PROBLEM DETAILS:
Repeat verbatim the lines of the data below, beginning with the line containing "If you could tag each instance of the cave interior" and continuing to the end.

GIVEN ENTRIES:

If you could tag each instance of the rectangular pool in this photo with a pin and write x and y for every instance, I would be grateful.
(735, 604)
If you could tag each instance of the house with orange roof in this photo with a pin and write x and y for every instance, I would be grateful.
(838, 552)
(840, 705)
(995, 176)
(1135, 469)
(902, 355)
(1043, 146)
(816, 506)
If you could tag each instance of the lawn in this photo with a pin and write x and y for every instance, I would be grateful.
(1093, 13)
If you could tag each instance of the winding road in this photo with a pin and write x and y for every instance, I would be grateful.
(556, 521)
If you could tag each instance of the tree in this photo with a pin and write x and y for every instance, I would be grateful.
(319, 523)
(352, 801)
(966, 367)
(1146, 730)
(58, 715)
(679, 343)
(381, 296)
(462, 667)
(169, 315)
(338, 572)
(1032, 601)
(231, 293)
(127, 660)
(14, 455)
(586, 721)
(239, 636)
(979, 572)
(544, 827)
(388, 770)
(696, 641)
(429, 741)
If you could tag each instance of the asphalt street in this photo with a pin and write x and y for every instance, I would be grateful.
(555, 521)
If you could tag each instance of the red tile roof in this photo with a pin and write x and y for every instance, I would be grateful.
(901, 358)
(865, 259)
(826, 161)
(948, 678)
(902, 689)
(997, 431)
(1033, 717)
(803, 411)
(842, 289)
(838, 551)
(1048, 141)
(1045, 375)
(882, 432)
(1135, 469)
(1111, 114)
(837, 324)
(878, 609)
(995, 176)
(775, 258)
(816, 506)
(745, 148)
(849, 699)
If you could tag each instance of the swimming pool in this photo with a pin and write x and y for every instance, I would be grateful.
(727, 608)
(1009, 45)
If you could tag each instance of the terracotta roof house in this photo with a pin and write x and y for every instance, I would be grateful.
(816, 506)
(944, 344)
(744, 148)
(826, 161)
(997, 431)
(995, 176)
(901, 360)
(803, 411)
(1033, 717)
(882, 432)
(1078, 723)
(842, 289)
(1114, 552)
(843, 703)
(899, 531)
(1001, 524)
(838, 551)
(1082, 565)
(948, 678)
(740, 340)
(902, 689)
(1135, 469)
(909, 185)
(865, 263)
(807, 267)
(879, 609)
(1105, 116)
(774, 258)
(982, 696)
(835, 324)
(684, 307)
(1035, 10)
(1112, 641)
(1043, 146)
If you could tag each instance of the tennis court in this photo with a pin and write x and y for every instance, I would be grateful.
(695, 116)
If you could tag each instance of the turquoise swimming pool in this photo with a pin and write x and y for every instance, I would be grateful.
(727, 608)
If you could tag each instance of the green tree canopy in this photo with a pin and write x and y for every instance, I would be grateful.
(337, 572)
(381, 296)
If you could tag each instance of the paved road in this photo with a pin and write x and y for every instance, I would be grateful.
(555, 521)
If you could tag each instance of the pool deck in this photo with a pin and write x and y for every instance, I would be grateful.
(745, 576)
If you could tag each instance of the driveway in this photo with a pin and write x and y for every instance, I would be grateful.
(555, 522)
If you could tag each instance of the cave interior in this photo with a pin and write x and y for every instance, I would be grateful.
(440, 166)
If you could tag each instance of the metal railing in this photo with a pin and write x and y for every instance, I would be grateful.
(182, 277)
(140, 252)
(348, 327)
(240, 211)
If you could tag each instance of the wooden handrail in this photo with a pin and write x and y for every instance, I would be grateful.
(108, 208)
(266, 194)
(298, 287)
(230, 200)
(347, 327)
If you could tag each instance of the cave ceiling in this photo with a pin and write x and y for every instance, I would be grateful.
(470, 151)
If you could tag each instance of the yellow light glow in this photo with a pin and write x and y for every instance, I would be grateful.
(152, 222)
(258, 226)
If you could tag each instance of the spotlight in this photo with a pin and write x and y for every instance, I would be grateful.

WRITTEN ANSWER:
If you could tag each instance of the cave interior in this photo with a pin and write x and y for every instance, I would be grateful.
(440, 166)
If you could tag each instance of the metal railing in this photo with a pin and write x and y for every instance, I would be grateful.
(182, 277)
(140, 252)
(348, 327)
(240, 211)
If you could tag each instance of the wooden handrail in this photo with a pin and write x and y for every instance, I would be grateful.
(108, 208)
(266, 194)
(298, 287)
(230, 200)
(347, 327)
If you could tag each instance of the cave ceiling in this photo with a pin and write x and y for every instance, I would be grateful.
(470, 151)
If you could tag each instance of the yellow light glow in this photo with a pin and write x and y for every instance, I would be grateful.
(152, 222)
(258, 226)
If you could tag each instance of the spotlight in this photo with a pin and write x and y for every instance, I would be grateful.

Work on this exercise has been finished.